**SHORT EXERCISE:** In the Kamry Mini box mod thread, what wattage range is listed for the device?

# Kamry Mini box mod



## Daniel (13/12/14)

ANOTHER one , expected early January ... http://www.kamrytech.com/Product/4937165728.html

Size 84.3*49.2*23mm
Wattage 7W-20W
Colors Stainless steel and red copper
Resistance 0.3ohm-3.0ohm
Threading 510 thread
Material High-end Aluminum 
Protection System short circus protection, high tem protection
Oled Screen Oled HD Screen display
Charging Port Mirco USB charging port

*
















*

*















*

Reactions: Like 2


----------



## rogue zombie (13/12/14)

Yeah, the more the merrier.

I love my iStick size, a tiny bit bigger would do. But it is round about the size I want a mod to be.

Reactions: Agree 1


----------



## free3dom (13/12/14)

Small, the box mods are becoming

Reactions: Agree 1


----------



## huffnpuff (13/12/14)

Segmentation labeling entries
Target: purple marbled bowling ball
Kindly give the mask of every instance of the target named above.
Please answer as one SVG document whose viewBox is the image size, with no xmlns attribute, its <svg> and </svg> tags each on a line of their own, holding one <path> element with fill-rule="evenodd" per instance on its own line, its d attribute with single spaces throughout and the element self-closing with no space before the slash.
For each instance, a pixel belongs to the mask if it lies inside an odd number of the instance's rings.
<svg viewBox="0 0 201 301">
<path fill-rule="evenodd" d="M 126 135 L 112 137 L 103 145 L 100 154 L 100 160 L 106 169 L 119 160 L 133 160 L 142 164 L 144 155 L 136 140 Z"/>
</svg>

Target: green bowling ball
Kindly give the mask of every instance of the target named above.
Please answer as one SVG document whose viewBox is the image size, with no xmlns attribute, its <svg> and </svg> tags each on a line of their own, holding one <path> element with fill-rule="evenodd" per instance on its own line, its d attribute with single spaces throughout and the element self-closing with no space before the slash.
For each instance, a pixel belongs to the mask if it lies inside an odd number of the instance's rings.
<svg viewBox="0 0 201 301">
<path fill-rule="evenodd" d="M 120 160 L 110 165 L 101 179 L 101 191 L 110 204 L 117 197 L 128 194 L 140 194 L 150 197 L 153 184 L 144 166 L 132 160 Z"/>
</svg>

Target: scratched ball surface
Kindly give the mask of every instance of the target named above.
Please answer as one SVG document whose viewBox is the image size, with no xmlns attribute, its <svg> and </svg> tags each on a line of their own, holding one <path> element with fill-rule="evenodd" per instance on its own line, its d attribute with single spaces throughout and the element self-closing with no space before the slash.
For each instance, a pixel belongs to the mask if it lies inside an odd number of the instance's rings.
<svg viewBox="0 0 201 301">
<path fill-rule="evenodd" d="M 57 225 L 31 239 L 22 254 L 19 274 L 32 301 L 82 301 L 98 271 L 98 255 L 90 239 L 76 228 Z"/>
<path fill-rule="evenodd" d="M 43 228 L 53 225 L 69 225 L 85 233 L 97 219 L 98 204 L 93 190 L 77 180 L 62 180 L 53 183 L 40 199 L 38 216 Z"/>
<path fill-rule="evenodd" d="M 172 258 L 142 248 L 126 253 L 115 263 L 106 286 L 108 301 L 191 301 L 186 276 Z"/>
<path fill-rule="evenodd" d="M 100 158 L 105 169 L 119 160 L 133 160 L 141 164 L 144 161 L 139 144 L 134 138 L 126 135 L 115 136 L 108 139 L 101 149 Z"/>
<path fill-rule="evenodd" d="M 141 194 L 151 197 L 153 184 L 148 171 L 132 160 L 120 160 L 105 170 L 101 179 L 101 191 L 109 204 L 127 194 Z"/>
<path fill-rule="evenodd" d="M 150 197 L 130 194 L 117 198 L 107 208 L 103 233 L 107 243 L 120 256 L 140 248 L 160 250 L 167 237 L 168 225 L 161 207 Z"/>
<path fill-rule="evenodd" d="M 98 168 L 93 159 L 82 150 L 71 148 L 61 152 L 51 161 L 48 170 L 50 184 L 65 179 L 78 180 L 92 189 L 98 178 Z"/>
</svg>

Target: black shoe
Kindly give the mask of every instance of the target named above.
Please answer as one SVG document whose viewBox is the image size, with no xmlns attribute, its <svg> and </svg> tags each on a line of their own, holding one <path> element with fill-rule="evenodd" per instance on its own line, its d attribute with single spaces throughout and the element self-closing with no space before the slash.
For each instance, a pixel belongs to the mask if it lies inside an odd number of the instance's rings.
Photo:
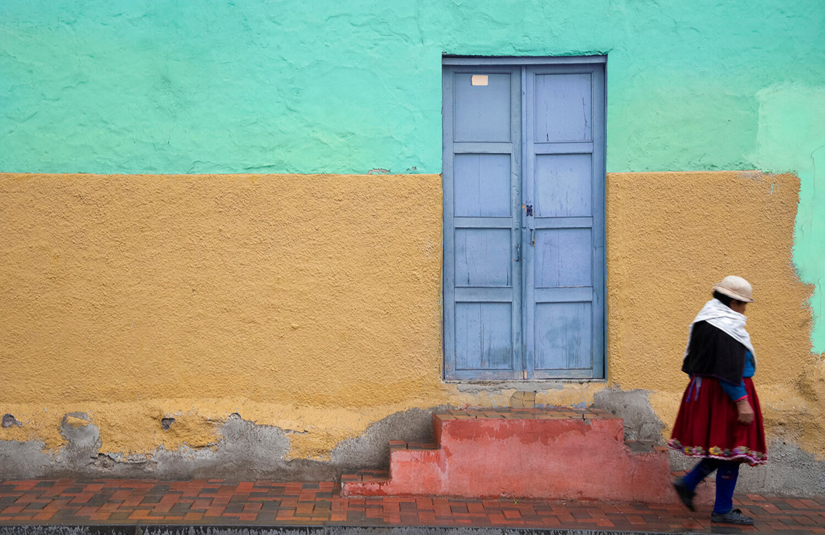
<svg viewBox="0 0 825 535">
<path fill-rule="evenodd" d="M 673 480 L 673 488 L 676 489 L 676 493 L 679 495 L 679 499 L 681 500 L 682 504 L 685 504 L 685 507 L 691 511 L 695 511 L 696 509 L 693 506 L 693 497 L 696 495 L 696 493 L 687 488 L 685 485 L 685 478 L 679 477 Z"/>
<path fill-rule="evenodd" d="M 753 523 L 753 518 L 742 514 L 740 509 L 731 509 L 724 514 L 722 514 L 721 513 L 711 513 L 710 522 L 736 523 L 742 526 L 750 526 Z"/>
</svg>

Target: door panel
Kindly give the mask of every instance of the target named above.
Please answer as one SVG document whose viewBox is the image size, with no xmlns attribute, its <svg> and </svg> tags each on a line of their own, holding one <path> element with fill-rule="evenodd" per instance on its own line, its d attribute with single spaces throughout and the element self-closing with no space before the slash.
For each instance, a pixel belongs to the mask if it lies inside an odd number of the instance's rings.
<svg viewBox="0 0 825 535">
<path fill-rule="evenodd" d="M 455 215 L 509 217 L 510 154 L 455 154 Z"/>
<path fill-rule="evenodd" d="M 535 305 L 536 370 L 589 370 L 592 366 L 592 318 L 589 302 Z"/>
<path fill-rule="evenodd" d="M 604 368 L 603 79 L 601 65 L 525 69 L 522 322 L 536 379 Z"/>
<path fill-rule="evenodd" d="M 533 73 L 535 141 L 592 140 L 592 92 L 589 73 Z"/>
<path fill-rule="evenodd" d="M 592 215 L 592 159 L 590 154 L 536 154 L 537 216 Z"/>
<path fill-rule="evenodd" d="M 517 68 L 444 71 L 445 376 L 450 379 L 522 374 L 520 88 Z"/>
<path fill-rule="evenodd" d="M 603 65 L 443 85 L 445 377 L 603 376 Z"/>
<path fill-rule="evenodd" d="M 488 72 L 476 69 L 475 72 Z M 510 141 L 511 73 L 488 73 L 487 85 L 473 85 L 474 73 L 455 73 L 454 141 Z"/>
<path fill-rule="evenodd" d="M 512 370 L 512 305 L 455 305 L 455 368 Z"/>
<path fill-rule="evenodd" d="M 510 229 L 455 230 L 455 286 L 510 286 Z"/>
<path fill-rule="evenodd" d="M 534 247 L 535 287 L 592 286 L 590 229 L 538 230 Z"/>
</svg>

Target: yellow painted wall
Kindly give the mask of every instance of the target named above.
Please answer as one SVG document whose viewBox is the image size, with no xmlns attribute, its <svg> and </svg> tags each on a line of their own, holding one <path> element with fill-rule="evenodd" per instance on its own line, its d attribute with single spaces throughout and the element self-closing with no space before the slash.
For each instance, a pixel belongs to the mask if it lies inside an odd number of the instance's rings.
<svg viewBox="0 0 825 535">
<path fill-rule="evenodd" d="M 810 290 L 790 263 L 796 178 L 607 187 L 610 383 L 651 391 L 672 422 L 687 324 L 713 282 L 742 275 L 769 433 L 825 454 Z M 0 413 L 23 424 L 0 440 L 58 447 L 78 411 L 102 452 L 214 446 L 237 412 L 324 459 L 395 412 L 515 391 L 441 380 L 438 175 L 0 174 Z M 530 383 L 553 405 L 607 386 Z"/>
<path fill-rule="evenodd" d="M 825 457 L 825 362 L 811 353 L 813 286 L 791 263 L 799 180 L 755 172 L 607 178 L 607 361 L 615 386 L 651 391 L 668 426 L 686 386 L 687 326 L 726 275 L 753 286 L 747 329 L 766 431 Z"/>
</svg>

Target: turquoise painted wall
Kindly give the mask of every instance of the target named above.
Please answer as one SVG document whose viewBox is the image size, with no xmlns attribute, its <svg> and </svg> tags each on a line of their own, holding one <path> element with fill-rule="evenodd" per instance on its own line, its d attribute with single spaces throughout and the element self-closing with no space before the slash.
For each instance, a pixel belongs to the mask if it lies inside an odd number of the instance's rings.
<svg viewBox="0 0 825 535">
<path fill-rule="evenodd" d="M 823 352 L 823 45 L 822 0 L 4 0 L 0 171 L 439 173 L 442 53 L 607 54 L 608 171 L 799 174 Z"/>
</svg>

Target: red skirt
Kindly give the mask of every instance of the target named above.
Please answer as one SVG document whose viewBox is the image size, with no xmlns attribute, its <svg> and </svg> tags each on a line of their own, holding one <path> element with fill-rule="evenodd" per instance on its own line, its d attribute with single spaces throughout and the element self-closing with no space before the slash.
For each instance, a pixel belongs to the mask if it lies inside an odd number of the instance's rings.
<svg viewBox="0 0 825 535">
<path fill-rule="evenodd" d="M 745 377 L 743 382 L 754 412 L 750 425 L 737 421 L 736 404 L 717 379 L 694 377 L 681 397 L 667 447 L 688 457 L 764 464 L 767 448 L 759 398 L 751 378 Z"/>
</svg>

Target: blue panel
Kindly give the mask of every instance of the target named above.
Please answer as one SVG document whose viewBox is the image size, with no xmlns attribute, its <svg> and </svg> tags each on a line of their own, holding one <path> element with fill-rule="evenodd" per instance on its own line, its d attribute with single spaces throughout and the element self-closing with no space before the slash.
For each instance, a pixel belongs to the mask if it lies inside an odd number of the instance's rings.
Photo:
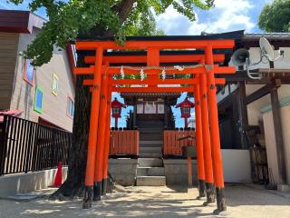
<svg viewBox="0 0 290 218">
<path fill-rule="evenodd" d="M 30 64 L 30 60 L 27 59 L 26 64 L 26 78 L 29 82 L 34 82 L 34 66 Z"/>
<path fill-rule="evenodd" d="M 40 90 L 37 90 L 36 94 L 36 106 L 40 109 L 43 108 L 43 92 Z"/>
</svg>

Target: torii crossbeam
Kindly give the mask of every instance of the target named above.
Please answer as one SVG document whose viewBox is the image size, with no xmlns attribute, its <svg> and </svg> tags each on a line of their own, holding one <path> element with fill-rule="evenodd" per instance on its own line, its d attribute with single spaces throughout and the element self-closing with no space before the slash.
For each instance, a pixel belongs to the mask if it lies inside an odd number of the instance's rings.
<svg viewBox="0 0 290 218">
<path fill-rule="evenodd" d="M 216 188 L 216 212 L 226 210 L 216 97 L 216 84 L 225 80 L 215 74 L 236 72 L 234 67 L 222 65 L 226 51 L 234 45 L 230 36 L 225 39 L 218 35 L 128 37 L 124 45 L 113 38 L 76 42 L 77 51 L 87 53 L 84 62 L 89 66 L 77 67 L 74 74 L 92 76 L 83 80 L 92 95 L 84 208 L 90 207 L 92 197 L 101 200 L 102 191 L 105 192 L 102 183 L 105 185 L 108 177 L 111 92 L 188 92 L 195 98 L 199 197 L 207 196 L 205 204 L 215 202 Z M 132 49 L 139 51 L 128 52 Z M 183 78 L 175 78 L 176 74 Z"/>
</svg>

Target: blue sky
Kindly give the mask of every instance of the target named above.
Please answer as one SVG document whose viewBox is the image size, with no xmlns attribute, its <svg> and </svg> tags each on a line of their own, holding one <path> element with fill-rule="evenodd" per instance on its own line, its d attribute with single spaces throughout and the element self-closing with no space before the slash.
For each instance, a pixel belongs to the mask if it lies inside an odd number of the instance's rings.
<svg viewBox="0 0 290 218">
<path fill-rule="evenodd" d="M 257 27 L 258 15 L 266 4 L 273 0 L 215 0 L 215 7 L 203 11 L 195 9 L 197 20 L 190 22 L 187 17 L 177 13 L 172 6 L 166 12 L 156 17 L 158 27 L 162 29 L 166 35 L 200 35 L 202 31 L 207 33 L 221 33 L 244 29 L 246 33 L 257 33 L 261 30 Z M 6 0 L 0 0 L 1 9 L 28 10 L 29 0 L 24 0 L 19 5 L 8 4 Z M 45 10 L 40 9 L 36 12 L 39 15 L 46 17 Z M 112 99 L 117 97 L 121 102 L 120 94 L 113 94 Z M 183 94 L 178 103 L 184 100 Z M 184 125 L 180 117 L 179 109 L 173 109 L 178 127 Z M 132 107 L 129 106 L 122 110 L 122 119 L 119 119 L 119 125 L 126 125 L 124 117 Z M 192 112 L 194 115 L 194 112 Z M 111 126 L 114 120 L 111 120 Z"/>
</svg>

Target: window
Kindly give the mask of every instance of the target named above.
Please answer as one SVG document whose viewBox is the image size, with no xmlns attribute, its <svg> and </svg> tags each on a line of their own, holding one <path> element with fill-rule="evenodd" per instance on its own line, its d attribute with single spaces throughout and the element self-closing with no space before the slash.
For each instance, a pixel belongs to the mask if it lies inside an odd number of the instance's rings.
<svg viewBox="0 0 290 218">
<path fill-rule="evenodd" d="M 119 114 L 120 111 L 119 111 L 119 107 L 113 107 L 112 109 L 112 114 Z"/>
<path fill-rule="evenodd" d="M 31 64 L 30 59 L 25 59 L 24 70 L 24 80 L 31 85 L 34 84 L 34 67 Z"/>
<path fill-rule="evenodd" d="M 57 95 L 57 93 L 58 93 L 58 76 L 55 74 L 53 74 L 52 92 L 55 96 Z"/>
<path fill-rule="evenodd" d="M 41 87 L 36 86 L 35 98 L 34 98 L 34 111 L 40 114 L 44 112 L 43 102 L 44 102 L 44 90 Z"/>
<path fill-rule="evenodd" d="M 74 102 L 72 97 L 68 96 L 66 114 L 68 116 L 73 117 L 73 113 L 74 113 Z"/>
<path fill-rule="evenodd" d="M 183 109 L 183 114 L 190 114 L 190 107 L 185 106 Z"/>
</svg>

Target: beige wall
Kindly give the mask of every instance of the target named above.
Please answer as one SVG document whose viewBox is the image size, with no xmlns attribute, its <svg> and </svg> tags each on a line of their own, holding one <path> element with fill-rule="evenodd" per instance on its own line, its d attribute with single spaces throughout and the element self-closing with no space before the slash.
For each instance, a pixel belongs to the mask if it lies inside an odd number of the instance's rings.
<svg viewBox="0 0 290 218">
<path fill-rule="evenodd" d="M 281 107 L 282 117 L 282 132 L 285 146 L 285 159 L 287 173 L 287 183 L 290 184 L 290 105 Z M 274 181 L 276 183 L 280 183 L 278 174 L 278 162 L 276 156 L 276 145 L 274 134 L 273 114 L 268 111 L 263 114 L 266 147 L 267 154 L 268 167 L 272 170 Z"/>
<path fill-rule="evenodd" d="M 9 109 L 19 34 L 0 33 L 0 110 Z"/>
<path fill-rule="evenodd" d="M 26 49 L 37 34 L 34 29 L 32 35 L 21 34 L 19 38 L 18 52 Z M 67 96 L 74 98 L 74 86 L 72 74 L 69 67 L 68 58 L 65 51 L 55 49 L 53 56 L 48 64 L 44 64 L 35 70 L 35 84 L 30 85 L 24 80 L 24 59 L 18 55 L 13 84 L 13 97 L 11 109 L 20 109 L 23 112 L 22 117 L 37 122 L 41 116 L 56 125 L 66 130 L 72 130 L 72 119 L 67 116 Z M 52 93 L 53 74 L 59 78 L 59 92 L 55 96 Z M 44 90 L 43 114 L 34 110 L 35 86 L 38 85 Z"/>
</svg>

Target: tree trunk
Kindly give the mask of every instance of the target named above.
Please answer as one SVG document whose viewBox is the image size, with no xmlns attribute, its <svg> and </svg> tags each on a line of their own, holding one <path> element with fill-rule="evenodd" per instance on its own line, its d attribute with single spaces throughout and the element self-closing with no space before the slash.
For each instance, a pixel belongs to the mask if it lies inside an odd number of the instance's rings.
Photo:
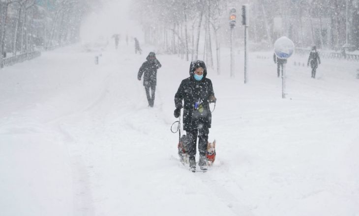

**SOLUTION FOR THIS TASK:** 7W-20W.